__WHAT THIS TASK INVOLVES__
Report each line of the entries below that includes "ceiling".

++++++++

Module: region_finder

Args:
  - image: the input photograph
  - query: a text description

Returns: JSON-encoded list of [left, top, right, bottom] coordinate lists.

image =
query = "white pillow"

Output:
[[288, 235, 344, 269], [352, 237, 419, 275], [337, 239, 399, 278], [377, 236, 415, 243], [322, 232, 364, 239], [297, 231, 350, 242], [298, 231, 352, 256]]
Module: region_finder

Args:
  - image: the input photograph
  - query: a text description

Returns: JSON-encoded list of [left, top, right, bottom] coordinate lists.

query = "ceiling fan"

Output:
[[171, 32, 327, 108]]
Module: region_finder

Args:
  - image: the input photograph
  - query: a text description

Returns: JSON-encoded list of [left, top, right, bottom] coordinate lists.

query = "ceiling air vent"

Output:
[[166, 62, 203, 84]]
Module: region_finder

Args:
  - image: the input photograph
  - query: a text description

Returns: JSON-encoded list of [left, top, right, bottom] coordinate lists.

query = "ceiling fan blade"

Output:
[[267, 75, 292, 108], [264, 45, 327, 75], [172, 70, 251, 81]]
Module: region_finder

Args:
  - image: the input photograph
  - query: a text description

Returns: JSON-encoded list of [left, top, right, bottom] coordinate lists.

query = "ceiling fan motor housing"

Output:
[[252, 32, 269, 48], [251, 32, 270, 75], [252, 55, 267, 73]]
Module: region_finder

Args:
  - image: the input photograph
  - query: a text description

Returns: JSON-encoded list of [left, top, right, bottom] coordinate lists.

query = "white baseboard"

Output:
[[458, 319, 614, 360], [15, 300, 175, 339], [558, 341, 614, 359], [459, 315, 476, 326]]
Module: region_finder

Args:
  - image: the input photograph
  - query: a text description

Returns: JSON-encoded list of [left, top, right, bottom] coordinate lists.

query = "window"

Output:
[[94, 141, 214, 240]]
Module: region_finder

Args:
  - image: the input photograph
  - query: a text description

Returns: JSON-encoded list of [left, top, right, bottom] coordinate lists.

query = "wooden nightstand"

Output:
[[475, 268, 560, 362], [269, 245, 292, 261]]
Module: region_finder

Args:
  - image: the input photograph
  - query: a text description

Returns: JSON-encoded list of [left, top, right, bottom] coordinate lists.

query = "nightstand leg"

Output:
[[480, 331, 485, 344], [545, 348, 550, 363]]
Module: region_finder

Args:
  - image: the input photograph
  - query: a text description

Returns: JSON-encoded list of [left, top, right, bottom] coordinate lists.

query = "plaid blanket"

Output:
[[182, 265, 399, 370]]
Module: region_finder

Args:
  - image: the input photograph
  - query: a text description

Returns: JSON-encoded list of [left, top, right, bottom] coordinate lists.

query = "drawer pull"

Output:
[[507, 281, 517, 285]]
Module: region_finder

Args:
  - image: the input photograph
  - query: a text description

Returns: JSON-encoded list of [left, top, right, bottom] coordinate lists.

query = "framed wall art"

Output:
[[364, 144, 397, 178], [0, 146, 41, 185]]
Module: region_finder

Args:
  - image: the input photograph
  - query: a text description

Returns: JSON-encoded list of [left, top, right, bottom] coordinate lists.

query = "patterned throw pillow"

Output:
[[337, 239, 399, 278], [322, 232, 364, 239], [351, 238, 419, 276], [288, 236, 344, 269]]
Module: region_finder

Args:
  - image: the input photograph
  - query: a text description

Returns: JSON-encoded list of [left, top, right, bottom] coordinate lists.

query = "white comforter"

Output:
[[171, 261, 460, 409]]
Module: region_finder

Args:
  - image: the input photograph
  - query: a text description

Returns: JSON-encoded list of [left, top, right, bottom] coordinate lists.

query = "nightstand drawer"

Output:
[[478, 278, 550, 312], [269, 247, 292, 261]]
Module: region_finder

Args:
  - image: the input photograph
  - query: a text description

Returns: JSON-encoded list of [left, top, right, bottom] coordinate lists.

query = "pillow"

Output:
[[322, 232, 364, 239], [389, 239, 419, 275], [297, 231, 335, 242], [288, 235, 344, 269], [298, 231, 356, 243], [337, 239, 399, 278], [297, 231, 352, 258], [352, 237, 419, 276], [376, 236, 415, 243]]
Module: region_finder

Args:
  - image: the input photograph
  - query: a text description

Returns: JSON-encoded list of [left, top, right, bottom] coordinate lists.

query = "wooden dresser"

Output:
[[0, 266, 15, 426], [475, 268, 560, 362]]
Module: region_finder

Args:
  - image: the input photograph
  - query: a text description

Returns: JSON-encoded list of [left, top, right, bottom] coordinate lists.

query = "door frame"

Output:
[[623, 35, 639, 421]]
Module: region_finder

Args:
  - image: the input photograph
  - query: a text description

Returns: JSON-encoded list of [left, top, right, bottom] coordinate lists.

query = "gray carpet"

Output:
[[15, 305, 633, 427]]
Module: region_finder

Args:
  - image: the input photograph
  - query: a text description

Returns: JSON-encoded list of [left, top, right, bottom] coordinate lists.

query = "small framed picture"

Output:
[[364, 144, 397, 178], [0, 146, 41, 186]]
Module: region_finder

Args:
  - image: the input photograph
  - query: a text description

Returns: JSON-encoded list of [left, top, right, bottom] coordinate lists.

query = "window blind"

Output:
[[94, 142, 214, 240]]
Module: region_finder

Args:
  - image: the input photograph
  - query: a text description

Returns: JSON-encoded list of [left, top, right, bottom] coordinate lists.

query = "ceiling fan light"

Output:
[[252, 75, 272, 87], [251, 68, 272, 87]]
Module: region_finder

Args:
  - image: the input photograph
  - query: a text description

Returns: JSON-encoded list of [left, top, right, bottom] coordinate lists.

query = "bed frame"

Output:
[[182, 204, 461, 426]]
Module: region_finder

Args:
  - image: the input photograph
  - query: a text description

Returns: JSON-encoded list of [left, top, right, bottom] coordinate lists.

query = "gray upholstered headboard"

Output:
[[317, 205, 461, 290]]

++++++++

__EXERCISE RESPONSE__
query = "ceiling fan"
query = "ceiling air vent"
query = "ceiling fan blade"
query = "ceiling fan motor housing"
query = "ceiling fan light"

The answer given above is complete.